▶ **PAGE**
Anyone who has ever had a teenager in the house knows the truth spoken when one says, "You can't tell them anything!" Teens, by nature are very hard headed and also very sure of themselves. It's a brain chemistry thing. It means that they are going to make some very painful and hurtful mistakes, but once they learn the lesson, one also hopes that they will have it all firmly implanted in the hard drive for future reference!
I speak from experience, not because my own teenage daughter is all that hard headed, but because I was. VERY hard headed, indeed! I insisted on never listening to anyone over the age of 25 and I made a lot of costly, well learned mistakes. I have to say those lessons that were painful are ones I generally didn't repeat. Looking back, there were some things that I wish I could have listened to a little closer. I can't say it would have changed my path, but it might have at least slowed me down just a titch.
I wish that one of the things I could have learned about without all of that painful experience was love. I know that love is an intensely personal thing that differs for each person on an individual level, but there are some universal truths about love that I believe we all could benefit from.
In a land where divorce is commonplace, rudeness is accepted and common courtesy is not the norm, having some basic rules about loving others might keep some of the sanity in our daily living.
First off, let me say that love is a choice. It is not an emotion, passion, lust or a state of something we can be in, per se. Love is a process of decision making that takes over when we care deeply for someone. Love is a choice. We choose to stay when leaving would be easier, we choose to forgive when we have every right to be angry, loving someone means sacrificing our rights and yet not resenting those choices to do so... Ok, well at least not every time!
Not sure I know what I'm talking about? I agree, my view point is unconventional, but it is biblical... Check this out: Love never gives up. Love cares more for others than for self. Love doesn't want what it doesn't have. Love doesn't strut, Doesn't have a swelled head, Doesn't force itself on others, Isn't always "me first," Doesn't fly off the handle, Doesn't keep score of the sins of others, Doesn't revel when others grovel, Takes pleasure in the flowering of truth, Puts up with anything, Trusts God always, Always looks for the best, Never looks back, But keeps going to the end. (1 Corinthians 13:4-7 MSG) Does that sound like a volatile emotional response to you? Yeah, me neither! Wish I had known that when I was seventeen and trying to make some very important decisions about my life...

▶ **DATA PROVIDED**
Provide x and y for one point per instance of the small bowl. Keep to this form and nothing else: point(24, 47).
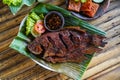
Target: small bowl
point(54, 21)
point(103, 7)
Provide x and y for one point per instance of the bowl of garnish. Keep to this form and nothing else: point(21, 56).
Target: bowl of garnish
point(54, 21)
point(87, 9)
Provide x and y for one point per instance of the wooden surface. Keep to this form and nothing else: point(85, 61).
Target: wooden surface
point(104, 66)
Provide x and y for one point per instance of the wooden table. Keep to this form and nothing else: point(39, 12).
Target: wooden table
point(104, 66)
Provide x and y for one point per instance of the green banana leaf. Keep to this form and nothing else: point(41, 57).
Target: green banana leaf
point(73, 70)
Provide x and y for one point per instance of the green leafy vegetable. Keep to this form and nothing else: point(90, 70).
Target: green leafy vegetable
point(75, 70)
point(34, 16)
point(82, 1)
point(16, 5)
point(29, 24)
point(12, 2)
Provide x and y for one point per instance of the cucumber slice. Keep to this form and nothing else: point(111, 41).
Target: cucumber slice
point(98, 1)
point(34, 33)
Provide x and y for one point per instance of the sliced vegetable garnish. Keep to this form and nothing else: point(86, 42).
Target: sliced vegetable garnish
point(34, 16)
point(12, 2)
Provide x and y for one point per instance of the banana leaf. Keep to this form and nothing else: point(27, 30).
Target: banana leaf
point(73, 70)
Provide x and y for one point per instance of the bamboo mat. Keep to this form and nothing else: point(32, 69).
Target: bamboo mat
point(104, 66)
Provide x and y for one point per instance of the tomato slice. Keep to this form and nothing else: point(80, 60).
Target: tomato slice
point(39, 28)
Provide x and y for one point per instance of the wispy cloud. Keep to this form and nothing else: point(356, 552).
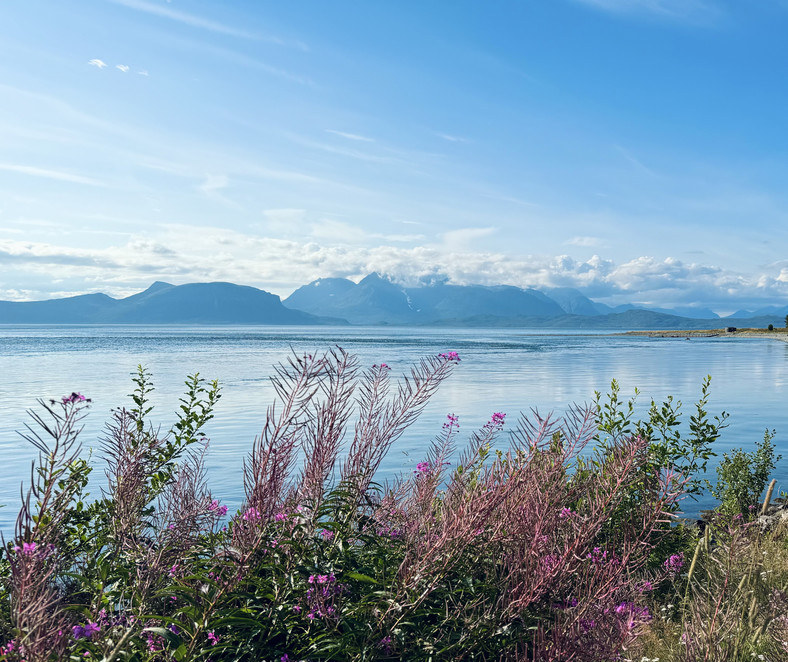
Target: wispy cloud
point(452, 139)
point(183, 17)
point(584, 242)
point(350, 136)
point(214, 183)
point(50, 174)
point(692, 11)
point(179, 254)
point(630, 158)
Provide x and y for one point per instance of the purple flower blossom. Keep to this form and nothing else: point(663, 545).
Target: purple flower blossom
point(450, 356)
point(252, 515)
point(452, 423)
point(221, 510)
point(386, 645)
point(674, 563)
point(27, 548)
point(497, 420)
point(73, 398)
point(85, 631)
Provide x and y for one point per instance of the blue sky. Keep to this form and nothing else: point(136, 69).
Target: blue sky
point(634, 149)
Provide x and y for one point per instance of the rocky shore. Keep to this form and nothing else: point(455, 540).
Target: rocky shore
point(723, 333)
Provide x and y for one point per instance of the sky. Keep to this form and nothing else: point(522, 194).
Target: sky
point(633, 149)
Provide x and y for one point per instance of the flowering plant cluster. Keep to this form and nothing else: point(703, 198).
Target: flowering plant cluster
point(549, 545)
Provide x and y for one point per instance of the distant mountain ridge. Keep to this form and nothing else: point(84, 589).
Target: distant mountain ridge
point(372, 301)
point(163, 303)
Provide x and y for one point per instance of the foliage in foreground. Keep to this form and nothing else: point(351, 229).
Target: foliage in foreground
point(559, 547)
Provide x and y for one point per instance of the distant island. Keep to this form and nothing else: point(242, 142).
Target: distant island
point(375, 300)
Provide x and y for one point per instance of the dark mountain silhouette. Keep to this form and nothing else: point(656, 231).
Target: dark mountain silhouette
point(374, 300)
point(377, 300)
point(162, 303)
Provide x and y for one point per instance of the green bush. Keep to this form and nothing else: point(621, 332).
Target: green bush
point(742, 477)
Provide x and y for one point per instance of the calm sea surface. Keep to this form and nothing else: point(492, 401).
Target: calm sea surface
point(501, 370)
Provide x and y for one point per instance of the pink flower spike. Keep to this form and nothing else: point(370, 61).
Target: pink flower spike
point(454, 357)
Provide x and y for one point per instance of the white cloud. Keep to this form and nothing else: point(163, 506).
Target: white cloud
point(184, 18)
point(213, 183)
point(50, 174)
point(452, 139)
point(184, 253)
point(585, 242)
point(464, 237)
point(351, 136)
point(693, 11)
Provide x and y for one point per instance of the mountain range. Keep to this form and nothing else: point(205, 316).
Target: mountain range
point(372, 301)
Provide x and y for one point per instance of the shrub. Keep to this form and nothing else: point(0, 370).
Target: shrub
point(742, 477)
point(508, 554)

▶ **PROBLEMS AND TASKS**
A - Which Bible passage does the piece on love quote?
B - Carry the piece on love forward from its last sentence, keeping the writer's voice.

▶ **ANSWERS TO THE EXERCISE**
A - 1 Corinthians 13:4-7, in the MSG version.

B -
Secondly, love has lots of different stages. Weird. We grow up watching Snow White, Sleeping Beauty and Julia Roberts and we buy into Hollywood's lie that it all looks the same. That love will find us in a coffee shop somewhere, and the guy will be the same guy for the rest of our lives: always romantic, always well dressed and always showered. Um... yeah... Nope. It changes. It comes at us in our youth full of hormones and looking very passionate, but if we truly do love, we stick it out through baby vomit, weight gain, balding heads and crabby pants. It becomes much more like the super comfy sweats that you slide into on a Sunday afternoon. Not something we want our neighbors to have to look at, but we love em just the same!
Lastly, love of the durable kind isn't really possible without God. We just can't wrap our heads around it without that most perfect of examples. Christ truly had the love thing down pat. He loves us when we are most unlovable. Christ loves us even when, in our sin and ignorance, we hate him. That is what I mean by choice. Christ has every right to leave us in the dust and despair that is the human condition... He doesn't. He picks us up out of that filth, brushes us off, gives us living water and chooses to love us even when we don't deserve it. I am immensely grateful for that, aren't you?
Choosing love isn't the easy thing to do. Choosing love isn't always understood by outsiders. Choosing love means that you might get hurt. Choosing love is, however the most important charge we get from Christ. "You didn't choose me, remember; I chose you, and put you in the world to bear fruit, fruit that won't spoil. As fruit bearers, whatever you ask the Father in relation to me, he gives you. "But remember the root command: Love one another. (John 15:16, 17 MSG)
We all have those moments... Those shopping cart full of garbage moments when we wish we could just empty our souls of the mess and sit at the feet of God in wonder. It is my deepest hope that you can come here and sit a while, bask in the amazing love of God and rest in the salvation only Jesus Christ can provide. Be blessed - God has been waiting for you!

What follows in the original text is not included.